> **DOCUMENT**

Police Week: A Chaplain's Outlook

This is the manuscript of the keynote address I was honored to give at the Charlotte-Mecklenburg Police Department’s Law Enforcement Memorial Service in May of 2011.


Introduction

To Chief Monroe, the chiefs of our other distinguished departments represented here today, to the command staffs, distinguished guests, families of the officers who have given their all for us, and to you active duty officers who now diligently protect and serve us; thank you for your service and for allowing me to express the gratitude so many have for you and for your service.

Although it seems almost a lifetime ago, it really, certainly in the scope of eternity, was not long ago that I stood at a podium much like this, in a room much like this, to talk to a group of people much like you.  Elected to represent my graduating police academy class as the class speaker for session #73 of the Prince George’s County Police Department at our graduation, now, looking back, it seems like I was just much too young to be able to say anything weighty or profound about the illustrious profession – the career in which my classmates and I were to embark.  While I am older, in the shadow of these giants whom we celebrate today, sometimes words are just hard to find.  But, sometimes, that is just what we need, the right word at the right time. 

My academy session’s motto was “together we stand, never we fall.”  Early on, our trainers inculcated into us the idea that we could not do this vocation alone, that we all need good back-up.  And I want to say to you – the families who have lost loved ones, sacrificed in the battle for good - you are not alone.  We come together today - maybe to step back just a bit to peek at the bigger picture – we come together to respect, to honor, and to remember.

> **RECORD EXTRACTS**
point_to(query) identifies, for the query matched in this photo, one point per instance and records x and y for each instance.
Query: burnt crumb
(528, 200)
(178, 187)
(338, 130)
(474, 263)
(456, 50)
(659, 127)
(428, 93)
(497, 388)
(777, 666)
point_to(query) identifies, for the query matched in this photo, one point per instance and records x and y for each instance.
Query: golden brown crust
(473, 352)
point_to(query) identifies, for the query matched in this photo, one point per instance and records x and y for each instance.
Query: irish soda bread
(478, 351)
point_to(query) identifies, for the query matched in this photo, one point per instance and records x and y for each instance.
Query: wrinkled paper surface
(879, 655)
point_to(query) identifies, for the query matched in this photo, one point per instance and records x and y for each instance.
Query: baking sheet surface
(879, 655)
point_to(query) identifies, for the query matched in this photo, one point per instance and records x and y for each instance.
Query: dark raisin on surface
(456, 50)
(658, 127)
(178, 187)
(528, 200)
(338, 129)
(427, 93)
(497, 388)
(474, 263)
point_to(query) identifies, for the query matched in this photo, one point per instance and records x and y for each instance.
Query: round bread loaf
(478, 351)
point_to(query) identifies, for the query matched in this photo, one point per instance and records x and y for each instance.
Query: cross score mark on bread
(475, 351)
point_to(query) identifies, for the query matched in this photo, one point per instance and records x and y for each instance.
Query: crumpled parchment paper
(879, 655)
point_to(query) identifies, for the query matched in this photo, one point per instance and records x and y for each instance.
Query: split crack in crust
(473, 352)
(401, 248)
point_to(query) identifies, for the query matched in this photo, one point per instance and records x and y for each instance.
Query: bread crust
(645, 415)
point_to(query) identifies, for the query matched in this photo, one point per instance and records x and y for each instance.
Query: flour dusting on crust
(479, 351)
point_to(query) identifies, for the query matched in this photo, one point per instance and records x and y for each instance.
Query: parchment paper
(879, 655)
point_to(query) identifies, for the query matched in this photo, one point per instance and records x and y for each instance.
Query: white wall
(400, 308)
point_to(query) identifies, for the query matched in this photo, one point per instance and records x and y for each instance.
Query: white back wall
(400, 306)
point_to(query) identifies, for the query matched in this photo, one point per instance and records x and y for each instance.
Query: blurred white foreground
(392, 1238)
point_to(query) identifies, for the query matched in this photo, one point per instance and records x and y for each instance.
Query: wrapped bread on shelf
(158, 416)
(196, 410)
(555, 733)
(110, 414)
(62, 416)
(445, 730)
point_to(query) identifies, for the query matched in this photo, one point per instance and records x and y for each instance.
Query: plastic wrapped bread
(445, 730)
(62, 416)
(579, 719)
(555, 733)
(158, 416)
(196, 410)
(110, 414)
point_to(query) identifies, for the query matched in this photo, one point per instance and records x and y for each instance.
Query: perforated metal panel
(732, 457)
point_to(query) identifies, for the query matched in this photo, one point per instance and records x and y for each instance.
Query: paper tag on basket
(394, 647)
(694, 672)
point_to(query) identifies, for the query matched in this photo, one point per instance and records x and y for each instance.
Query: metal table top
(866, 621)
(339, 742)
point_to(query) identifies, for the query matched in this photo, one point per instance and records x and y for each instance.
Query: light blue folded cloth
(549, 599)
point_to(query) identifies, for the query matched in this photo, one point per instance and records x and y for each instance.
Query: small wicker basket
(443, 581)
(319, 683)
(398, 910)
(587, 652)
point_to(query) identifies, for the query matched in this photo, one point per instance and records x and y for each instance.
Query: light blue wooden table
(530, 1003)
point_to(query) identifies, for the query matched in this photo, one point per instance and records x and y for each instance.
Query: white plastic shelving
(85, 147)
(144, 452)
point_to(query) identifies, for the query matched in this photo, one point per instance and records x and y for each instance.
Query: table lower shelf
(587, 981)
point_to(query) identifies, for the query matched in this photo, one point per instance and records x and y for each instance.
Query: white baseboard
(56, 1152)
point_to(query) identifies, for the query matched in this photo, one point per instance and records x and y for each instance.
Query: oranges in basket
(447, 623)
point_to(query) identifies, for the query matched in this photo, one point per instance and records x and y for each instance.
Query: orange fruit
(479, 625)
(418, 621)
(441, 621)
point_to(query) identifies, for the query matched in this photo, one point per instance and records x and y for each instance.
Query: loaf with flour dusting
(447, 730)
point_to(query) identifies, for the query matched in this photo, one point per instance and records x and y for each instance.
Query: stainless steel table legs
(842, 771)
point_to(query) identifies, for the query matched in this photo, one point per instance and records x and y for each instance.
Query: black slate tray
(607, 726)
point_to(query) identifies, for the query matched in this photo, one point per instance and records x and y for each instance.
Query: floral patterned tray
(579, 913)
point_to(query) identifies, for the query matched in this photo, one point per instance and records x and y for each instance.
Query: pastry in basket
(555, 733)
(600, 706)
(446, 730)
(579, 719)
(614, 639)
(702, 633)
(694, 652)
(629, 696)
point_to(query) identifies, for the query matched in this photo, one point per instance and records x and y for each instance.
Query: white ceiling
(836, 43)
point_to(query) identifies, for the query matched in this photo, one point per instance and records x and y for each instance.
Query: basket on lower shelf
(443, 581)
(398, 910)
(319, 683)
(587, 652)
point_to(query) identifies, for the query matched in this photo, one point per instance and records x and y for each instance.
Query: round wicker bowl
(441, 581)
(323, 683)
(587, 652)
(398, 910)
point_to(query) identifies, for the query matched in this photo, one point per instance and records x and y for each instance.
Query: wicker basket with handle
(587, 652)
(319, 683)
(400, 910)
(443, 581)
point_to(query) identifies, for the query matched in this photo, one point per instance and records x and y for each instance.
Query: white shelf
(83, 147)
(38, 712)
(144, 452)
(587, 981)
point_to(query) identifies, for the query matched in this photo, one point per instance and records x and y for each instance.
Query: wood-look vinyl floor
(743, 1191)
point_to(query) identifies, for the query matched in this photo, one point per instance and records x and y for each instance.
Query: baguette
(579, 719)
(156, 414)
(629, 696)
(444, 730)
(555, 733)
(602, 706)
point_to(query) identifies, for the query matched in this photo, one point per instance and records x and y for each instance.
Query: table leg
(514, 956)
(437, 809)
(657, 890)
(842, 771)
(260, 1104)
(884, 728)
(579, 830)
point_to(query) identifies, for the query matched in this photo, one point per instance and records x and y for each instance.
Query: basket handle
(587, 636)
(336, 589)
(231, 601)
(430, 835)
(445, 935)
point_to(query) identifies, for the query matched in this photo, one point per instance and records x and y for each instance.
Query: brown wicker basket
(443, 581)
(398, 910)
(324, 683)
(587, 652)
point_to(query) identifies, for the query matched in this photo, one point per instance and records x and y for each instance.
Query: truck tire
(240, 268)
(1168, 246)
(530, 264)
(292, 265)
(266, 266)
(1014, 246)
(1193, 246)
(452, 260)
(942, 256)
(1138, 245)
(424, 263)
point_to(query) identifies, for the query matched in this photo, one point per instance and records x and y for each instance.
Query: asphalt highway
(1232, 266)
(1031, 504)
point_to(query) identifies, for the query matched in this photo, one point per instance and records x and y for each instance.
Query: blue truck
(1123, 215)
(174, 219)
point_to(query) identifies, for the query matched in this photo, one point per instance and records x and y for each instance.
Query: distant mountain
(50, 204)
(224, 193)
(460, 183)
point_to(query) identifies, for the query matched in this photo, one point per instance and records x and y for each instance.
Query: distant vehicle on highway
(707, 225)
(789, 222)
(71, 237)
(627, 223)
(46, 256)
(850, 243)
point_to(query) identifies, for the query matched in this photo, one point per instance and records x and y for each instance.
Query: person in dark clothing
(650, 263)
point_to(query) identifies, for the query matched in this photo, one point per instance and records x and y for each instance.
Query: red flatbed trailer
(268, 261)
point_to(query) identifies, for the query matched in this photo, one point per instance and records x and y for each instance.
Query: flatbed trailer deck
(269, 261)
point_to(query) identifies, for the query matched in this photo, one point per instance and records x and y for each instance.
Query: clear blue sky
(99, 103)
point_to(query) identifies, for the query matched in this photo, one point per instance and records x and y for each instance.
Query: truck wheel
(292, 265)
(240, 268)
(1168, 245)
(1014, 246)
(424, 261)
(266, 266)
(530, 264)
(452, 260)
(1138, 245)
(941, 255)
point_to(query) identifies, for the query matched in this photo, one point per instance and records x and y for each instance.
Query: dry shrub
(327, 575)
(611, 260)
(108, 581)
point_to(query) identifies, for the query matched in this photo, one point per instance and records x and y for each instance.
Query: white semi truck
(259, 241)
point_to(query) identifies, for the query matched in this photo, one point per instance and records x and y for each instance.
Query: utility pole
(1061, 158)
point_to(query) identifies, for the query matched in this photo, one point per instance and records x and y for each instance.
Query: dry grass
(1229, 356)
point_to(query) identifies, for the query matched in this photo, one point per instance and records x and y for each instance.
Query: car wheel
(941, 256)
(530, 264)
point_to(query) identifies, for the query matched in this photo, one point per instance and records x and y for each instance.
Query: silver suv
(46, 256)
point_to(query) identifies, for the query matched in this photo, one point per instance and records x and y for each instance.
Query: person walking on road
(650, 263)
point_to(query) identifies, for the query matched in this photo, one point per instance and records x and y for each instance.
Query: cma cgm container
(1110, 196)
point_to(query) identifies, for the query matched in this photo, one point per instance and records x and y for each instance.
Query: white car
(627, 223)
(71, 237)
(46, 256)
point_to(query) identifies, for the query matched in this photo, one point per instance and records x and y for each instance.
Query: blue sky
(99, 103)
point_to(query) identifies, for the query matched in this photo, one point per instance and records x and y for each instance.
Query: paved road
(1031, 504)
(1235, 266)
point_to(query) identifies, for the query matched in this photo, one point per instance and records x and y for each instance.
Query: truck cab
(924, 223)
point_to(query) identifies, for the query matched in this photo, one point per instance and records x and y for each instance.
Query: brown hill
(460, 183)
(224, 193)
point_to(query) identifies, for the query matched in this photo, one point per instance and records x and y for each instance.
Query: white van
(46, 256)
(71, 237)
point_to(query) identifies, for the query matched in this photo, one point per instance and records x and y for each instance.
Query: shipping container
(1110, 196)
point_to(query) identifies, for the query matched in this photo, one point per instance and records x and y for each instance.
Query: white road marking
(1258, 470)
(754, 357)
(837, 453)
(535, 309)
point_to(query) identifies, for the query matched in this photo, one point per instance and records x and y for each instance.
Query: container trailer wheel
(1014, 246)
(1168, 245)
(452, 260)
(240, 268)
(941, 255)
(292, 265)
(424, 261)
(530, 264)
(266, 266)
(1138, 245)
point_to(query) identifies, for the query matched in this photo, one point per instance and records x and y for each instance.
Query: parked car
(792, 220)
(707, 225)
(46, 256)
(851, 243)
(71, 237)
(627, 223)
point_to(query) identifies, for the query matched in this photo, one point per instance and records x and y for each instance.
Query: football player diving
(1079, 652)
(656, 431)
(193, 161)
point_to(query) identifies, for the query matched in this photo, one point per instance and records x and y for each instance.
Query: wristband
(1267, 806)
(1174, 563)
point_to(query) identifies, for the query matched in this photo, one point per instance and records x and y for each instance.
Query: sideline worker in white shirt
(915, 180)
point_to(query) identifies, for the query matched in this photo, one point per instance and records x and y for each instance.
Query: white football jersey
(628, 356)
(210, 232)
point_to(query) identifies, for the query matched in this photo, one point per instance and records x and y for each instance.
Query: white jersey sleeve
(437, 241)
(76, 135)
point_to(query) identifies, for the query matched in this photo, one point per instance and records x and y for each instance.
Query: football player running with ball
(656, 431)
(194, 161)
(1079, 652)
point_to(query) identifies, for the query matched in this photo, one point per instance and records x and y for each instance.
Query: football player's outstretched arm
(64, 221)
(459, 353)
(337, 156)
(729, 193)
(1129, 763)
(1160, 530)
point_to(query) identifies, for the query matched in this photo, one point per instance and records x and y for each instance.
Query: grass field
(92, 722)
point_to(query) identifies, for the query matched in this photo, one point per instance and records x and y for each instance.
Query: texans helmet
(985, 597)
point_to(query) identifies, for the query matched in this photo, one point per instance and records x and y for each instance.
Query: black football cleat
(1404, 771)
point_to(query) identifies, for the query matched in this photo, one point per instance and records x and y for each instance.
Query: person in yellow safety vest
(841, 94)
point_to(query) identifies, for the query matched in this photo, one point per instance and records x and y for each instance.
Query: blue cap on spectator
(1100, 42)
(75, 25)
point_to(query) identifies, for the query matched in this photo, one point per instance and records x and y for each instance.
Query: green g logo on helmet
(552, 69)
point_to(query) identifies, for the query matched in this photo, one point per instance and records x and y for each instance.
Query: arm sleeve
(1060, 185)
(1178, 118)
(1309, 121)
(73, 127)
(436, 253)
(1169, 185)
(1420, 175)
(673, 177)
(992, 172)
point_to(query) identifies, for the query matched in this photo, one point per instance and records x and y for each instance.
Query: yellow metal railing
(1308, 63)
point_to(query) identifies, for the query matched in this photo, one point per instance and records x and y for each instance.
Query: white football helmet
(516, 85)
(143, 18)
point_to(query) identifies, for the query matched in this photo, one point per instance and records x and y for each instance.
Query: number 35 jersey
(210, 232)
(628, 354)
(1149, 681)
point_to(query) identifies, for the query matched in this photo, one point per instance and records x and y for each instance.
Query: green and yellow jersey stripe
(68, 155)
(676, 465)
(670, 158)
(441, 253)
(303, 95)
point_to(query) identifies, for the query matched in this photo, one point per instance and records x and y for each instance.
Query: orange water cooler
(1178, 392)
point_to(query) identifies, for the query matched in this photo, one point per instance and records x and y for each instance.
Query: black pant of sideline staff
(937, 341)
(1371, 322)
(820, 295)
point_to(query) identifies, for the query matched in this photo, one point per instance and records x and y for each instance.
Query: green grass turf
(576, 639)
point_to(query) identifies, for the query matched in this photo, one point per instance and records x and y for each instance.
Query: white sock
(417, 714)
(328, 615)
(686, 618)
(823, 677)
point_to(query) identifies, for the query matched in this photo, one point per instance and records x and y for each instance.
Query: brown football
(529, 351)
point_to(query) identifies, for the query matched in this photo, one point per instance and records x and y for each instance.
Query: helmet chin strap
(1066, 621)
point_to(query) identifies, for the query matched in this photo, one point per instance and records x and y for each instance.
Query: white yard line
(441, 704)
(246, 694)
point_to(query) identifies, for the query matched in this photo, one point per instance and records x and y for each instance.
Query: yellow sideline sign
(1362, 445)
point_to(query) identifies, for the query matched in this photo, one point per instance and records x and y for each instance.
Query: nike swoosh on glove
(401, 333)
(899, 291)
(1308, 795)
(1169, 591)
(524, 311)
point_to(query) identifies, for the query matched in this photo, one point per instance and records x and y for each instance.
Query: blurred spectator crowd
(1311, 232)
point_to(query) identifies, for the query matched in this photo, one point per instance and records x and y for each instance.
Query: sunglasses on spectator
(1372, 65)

> **PROBLEM REQUIREMENTS**
Can you reproduce the Police Week address in full, word for word? The listing has no connection to the Police Week address.

> **FINISHED EXERCISE**
Police Week: A Chaplain's Outlook

This is the manuscript of the keynote address I was honored to give at the Charlotte-Mecklenburg Police Department’s Law Enforcement Memorial Service in May of 2011.


Introduction

To Chief Monroe, the chiefs of our other distinguished departments represented here today, to the command staffs, distinguished guests, families of the officers who have given their all for us, and to you active duty officers who now diligently protect and serve us; thank you for your service and for allowing me to express the gratitude so many have for you and for your service.

Although it seems almost a lifetime ago, it really, certainly in the scope of eternity, was not long ago that I stood at a podium much like this, in a room much like this, to talk to a group of people much like you.  Elected to represent my graduating police academy class as the class speaker for session #73 of the Prince George’s County Police Department at our graduation, now, looking back, it seems like I was just much too young to be able to say anything weighty or profound about the illustrious profession – the career in which my classmates and I were to embark.  While I am older, in the shadow of these giants whom we celebrate today, sometimes words are just hard to find.  But, sometimes, that is just what we need, the right word at the right time. 

My academy session’s motto was “together we stand, never we fall.”  Early on, our trainers inculcated into us the idea that we could not do this vocation alone, that we all need good back-up.  And I want to say to you – the families who have lost loved ones, sacrificed in the battle for good - you are not alone.  We come together today - maybe to step back just a bit to peek at the bigger picture – we come together to respect, to honor, and to remember.